Please rewrite the entries from the line containing "image for black" through the line containing "[0,142,25,238]", replacing "agronomist" with "field manager" and keeping everything else the same. Leave the pictures out.

* Given entries
__________________________________________________

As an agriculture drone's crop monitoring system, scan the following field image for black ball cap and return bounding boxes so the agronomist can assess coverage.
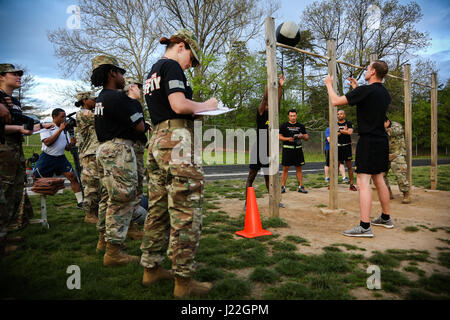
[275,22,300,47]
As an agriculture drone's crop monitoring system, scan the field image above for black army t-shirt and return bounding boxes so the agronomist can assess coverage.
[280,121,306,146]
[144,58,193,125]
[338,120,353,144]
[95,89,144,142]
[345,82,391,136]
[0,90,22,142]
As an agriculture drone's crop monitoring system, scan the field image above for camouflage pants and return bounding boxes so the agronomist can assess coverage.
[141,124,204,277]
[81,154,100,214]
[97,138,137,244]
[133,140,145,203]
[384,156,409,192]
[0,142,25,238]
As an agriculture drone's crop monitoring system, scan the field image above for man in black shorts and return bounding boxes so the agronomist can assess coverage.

__________________________________________________

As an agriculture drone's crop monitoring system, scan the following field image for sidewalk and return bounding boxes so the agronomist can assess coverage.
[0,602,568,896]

__________________________________________________

* Finished exercise
As an agriculture drone's crop monitoring system, scan the following field image for black ball cap and return bounding boxes so the field manager can assess coverage.
[275,22,300,47]
As an agriculture drone's crop monitoring system, scan the field image above for black army t-shirt and return bounding boxes so the field manager can assess coverage.
[280,121,306,146]
[144,58,193,125]
[338,120,353,144]
[95,89,144,142]
[345,82,391,136]
[0,90,22,142]
As an agriculture drone's crop monitoring system, scan the field image above for camouflage pants and return bounding boxes so the field manager can assess coverage.
[141,124,204,277]
[81,154,100,214]
[97,138,137,244]
[133,140,145,203]
[384,156,409,192]
[0,142,25,238]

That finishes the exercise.